-- start Records supplied --
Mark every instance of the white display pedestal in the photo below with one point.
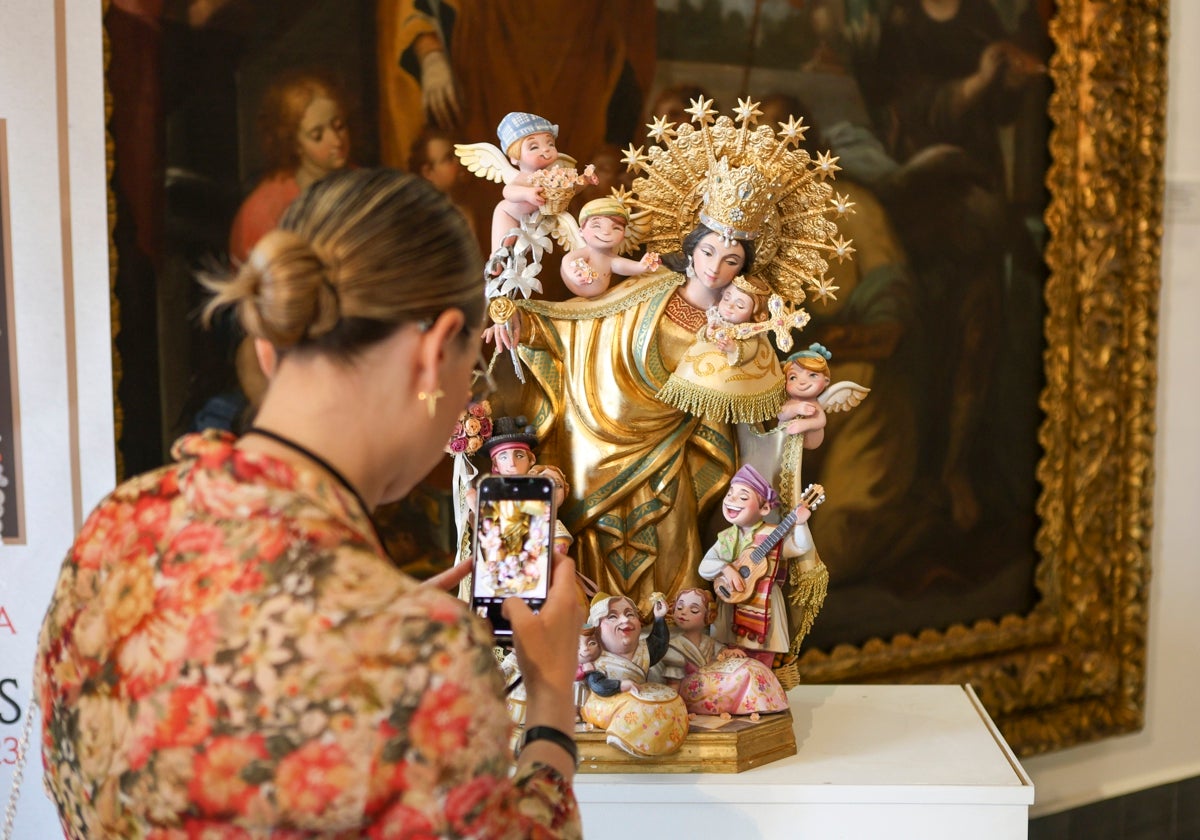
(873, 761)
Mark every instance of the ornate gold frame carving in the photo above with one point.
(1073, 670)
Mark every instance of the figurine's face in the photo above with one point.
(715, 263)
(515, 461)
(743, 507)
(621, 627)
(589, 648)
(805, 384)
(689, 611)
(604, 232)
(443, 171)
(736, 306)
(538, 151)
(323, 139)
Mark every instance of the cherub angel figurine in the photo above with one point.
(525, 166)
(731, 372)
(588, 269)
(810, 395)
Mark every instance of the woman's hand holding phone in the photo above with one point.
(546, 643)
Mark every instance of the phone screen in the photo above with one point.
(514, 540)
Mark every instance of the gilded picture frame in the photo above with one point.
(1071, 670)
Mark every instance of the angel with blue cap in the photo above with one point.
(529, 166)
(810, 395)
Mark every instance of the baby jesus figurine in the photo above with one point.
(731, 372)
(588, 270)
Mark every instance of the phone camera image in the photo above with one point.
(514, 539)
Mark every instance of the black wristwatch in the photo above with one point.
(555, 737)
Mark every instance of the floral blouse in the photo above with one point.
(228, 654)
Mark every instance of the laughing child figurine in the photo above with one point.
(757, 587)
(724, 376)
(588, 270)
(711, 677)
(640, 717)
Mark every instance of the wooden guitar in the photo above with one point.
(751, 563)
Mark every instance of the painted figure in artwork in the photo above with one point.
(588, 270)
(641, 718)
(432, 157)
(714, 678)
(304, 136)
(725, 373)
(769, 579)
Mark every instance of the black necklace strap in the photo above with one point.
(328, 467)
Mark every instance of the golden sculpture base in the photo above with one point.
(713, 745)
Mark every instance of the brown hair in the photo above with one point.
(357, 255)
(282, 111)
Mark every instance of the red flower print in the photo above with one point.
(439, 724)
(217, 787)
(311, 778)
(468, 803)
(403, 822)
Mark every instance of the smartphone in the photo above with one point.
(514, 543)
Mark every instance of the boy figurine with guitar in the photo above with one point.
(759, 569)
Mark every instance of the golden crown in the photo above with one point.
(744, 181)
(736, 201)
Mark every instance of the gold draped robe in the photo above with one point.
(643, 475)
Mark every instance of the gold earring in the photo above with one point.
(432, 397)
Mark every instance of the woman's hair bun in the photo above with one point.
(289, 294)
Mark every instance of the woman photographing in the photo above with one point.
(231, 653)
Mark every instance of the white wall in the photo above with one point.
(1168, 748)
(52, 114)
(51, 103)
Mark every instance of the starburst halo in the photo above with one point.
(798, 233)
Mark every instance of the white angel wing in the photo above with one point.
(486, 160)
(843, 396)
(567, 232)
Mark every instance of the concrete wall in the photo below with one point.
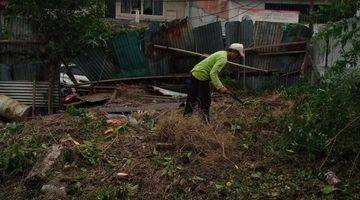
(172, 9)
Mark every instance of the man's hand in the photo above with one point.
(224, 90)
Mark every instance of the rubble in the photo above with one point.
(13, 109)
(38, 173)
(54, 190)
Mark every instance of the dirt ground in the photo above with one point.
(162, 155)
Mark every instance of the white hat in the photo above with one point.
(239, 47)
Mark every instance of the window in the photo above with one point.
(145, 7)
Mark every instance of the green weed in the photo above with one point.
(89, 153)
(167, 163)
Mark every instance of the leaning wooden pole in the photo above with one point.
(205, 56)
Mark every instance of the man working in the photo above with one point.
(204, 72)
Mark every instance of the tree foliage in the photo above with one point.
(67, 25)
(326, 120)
-- end Records supplied --
-- start Records supplied --
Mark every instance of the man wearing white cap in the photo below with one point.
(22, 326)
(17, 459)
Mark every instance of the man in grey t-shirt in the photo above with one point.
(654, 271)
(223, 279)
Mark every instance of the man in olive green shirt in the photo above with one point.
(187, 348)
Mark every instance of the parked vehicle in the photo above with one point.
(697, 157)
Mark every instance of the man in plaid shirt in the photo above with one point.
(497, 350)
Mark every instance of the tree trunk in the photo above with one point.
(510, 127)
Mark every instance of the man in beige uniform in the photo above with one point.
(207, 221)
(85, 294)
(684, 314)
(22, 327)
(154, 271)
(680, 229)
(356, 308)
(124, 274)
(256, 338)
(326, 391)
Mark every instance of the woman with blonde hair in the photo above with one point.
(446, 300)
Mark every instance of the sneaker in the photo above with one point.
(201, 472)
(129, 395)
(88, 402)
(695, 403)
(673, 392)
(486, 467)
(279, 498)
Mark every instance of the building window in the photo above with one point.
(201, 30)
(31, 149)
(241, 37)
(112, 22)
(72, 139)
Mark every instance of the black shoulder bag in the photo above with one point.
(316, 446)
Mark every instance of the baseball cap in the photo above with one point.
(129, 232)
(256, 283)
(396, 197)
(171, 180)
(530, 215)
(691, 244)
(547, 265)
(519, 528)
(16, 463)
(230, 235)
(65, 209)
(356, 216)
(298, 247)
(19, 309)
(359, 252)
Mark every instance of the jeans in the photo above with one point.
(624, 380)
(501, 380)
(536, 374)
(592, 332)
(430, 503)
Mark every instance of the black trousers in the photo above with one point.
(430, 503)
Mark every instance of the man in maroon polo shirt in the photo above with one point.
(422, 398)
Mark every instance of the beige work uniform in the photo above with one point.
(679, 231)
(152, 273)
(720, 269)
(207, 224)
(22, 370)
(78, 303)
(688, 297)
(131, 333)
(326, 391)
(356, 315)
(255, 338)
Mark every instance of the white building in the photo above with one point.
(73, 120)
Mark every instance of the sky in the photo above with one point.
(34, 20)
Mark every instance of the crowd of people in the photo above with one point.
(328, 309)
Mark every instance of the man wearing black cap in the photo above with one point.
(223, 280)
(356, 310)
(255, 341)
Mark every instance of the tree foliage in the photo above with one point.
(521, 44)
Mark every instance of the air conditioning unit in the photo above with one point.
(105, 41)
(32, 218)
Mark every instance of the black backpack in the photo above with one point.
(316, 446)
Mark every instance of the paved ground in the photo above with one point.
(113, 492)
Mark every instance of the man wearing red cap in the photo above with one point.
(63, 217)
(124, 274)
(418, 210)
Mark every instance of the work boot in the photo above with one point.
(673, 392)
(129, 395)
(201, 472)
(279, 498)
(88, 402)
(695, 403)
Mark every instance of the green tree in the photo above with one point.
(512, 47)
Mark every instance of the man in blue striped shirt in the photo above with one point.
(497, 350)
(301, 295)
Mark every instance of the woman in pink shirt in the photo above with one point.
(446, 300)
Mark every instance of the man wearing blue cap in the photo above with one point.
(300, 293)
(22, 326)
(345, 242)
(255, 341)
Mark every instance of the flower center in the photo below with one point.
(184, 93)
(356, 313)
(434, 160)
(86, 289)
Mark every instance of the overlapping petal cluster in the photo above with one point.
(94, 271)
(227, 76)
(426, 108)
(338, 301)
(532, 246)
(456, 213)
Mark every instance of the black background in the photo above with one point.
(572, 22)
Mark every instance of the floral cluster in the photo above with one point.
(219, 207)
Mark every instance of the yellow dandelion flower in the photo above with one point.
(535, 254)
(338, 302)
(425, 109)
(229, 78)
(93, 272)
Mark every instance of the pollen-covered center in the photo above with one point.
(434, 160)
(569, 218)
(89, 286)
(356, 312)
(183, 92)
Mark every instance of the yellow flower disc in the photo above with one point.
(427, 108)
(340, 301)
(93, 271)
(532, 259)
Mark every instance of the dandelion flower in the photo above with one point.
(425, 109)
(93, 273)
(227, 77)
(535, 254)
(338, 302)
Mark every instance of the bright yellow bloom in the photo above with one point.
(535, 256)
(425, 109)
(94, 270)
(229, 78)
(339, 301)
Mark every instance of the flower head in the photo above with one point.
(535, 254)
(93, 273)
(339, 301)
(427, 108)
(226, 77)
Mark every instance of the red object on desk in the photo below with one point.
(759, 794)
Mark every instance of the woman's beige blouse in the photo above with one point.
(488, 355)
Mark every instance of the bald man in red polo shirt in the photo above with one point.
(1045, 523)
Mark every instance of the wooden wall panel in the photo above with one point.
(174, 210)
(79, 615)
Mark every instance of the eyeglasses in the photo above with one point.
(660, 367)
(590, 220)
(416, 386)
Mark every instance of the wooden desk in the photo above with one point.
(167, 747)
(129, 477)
-- end Records supplied --
-- start Records supplied --
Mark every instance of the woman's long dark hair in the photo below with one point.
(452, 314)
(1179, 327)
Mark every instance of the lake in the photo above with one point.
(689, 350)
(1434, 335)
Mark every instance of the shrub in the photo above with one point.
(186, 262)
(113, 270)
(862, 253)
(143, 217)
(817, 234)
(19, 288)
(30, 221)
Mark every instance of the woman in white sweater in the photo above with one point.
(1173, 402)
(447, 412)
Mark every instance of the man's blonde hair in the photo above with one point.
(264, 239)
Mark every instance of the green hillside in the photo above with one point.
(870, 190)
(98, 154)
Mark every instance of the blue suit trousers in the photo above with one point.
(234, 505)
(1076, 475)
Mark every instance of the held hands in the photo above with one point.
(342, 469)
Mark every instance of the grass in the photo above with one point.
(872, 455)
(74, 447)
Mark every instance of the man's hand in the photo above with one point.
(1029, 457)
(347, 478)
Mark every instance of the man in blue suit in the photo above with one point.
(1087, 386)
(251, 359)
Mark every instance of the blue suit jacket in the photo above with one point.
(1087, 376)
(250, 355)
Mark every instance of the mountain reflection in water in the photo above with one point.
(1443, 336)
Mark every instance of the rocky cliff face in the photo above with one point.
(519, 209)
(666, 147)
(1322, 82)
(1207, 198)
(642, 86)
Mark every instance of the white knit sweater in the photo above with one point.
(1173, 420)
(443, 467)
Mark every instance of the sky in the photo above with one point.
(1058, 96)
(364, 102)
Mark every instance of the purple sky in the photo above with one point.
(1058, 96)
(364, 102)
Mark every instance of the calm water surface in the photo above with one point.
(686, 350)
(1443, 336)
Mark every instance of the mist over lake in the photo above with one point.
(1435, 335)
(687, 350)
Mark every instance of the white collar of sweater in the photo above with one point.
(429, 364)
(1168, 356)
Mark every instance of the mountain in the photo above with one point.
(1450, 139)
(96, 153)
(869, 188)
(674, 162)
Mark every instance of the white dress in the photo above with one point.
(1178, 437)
-- end Records supplied --
● Exercise goal: Rewrite the items from the line with "Mark every instance of the white display" to the line with "(1073, 670)", changing "one point" to "a single point" and keeping everything else the same. Leave the pictures out of your answer.

● Exercise output:
Mark every instance of the white display pedestal in the photo below with a single point.
(873, 761)
Mark every instance of the ornate gold frame carving in the photo above with a single point.
(1073, 670)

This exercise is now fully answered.